* Entries for bounding box labeling:

★ ★ ★ ★ ★ ★ ★

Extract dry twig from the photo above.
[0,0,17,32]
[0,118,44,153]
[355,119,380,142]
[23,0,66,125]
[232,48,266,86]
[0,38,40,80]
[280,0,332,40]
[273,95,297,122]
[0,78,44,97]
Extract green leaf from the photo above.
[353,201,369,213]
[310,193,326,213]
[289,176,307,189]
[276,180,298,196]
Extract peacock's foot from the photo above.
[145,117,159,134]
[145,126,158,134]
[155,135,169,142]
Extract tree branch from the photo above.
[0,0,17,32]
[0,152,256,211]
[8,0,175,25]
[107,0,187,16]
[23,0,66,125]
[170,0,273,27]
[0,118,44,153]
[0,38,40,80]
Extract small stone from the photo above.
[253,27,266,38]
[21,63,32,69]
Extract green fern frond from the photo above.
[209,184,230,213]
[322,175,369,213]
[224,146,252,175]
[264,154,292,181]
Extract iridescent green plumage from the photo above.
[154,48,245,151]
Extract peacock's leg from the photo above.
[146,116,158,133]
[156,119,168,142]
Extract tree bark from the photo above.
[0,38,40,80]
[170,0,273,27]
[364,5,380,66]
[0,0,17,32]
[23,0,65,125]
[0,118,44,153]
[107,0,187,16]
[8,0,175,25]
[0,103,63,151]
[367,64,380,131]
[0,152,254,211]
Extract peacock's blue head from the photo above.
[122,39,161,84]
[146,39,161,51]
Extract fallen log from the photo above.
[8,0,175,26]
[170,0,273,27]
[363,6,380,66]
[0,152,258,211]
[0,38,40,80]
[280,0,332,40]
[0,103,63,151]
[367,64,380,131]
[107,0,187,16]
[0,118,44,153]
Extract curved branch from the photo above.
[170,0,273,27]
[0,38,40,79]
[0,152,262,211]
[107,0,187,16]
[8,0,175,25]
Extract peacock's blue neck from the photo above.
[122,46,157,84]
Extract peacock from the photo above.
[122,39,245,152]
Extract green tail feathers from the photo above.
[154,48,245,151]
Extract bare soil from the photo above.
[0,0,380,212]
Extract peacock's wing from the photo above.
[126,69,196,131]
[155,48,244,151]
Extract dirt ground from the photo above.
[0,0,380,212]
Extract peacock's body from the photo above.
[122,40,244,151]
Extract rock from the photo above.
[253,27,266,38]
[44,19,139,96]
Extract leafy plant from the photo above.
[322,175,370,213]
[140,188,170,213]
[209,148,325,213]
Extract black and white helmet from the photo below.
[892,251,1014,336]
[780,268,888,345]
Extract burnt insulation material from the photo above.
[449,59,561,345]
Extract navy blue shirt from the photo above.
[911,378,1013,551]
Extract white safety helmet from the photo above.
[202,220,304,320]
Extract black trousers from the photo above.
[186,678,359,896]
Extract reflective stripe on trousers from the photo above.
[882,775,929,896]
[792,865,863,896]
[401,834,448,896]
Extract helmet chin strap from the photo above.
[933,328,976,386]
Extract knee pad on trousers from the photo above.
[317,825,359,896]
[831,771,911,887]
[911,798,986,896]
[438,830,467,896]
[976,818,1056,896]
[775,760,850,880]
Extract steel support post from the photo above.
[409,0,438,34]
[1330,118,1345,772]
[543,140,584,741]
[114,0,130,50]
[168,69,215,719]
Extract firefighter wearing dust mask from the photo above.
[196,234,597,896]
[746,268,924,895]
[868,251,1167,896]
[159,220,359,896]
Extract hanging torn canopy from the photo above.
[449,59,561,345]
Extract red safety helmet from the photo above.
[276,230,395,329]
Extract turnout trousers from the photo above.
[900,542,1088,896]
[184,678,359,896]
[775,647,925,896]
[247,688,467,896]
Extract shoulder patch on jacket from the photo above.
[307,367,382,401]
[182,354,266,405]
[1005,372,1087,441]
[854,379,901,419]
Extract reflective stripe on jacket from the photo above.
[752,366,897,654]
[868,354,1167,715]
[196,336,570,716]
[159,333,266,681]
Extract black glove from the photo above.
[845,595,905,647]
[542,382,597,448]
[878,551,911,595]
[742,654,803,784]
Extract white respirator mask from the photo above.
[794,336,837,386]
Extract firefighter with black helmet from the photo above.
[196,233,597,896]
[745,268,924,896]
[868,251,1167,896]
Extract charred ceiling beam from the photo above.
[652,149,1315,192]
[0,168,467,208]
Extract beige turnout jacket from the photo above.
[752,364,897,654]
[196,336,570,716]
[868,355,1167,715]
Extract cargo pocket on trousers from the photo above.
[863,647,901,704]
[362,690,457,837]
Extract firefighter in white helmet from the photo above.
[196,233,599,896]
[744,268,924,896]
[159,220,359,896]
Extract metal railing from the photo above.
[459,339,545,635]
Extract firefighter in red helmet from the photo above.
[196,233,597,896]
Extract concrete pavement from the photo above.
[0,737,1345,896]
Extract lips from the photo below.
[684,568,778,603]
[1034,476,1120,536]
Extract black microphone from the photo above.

★ ★ ★ ★ ★ ★ ★

* What you will do: Convert every line from the one holding "Extract metal railing from the photo above." through the last line of the entries, both ends included, into a numbered list, and drop any blank lines.

* Full output:
1. Extract metal railing from the photo above.
2. [459,339,545,635]
3. Extract firefighter in red helmet from the photo above.
4. [196,233,597,896]
5. Extract concrete pavement from the photo above.
6. [0,737,1345,896]
7. Extract lips from the photo below.
8. [684,568,778,603]
9. [1034,476,1120,536]
10. Extract black microphone from the photo above.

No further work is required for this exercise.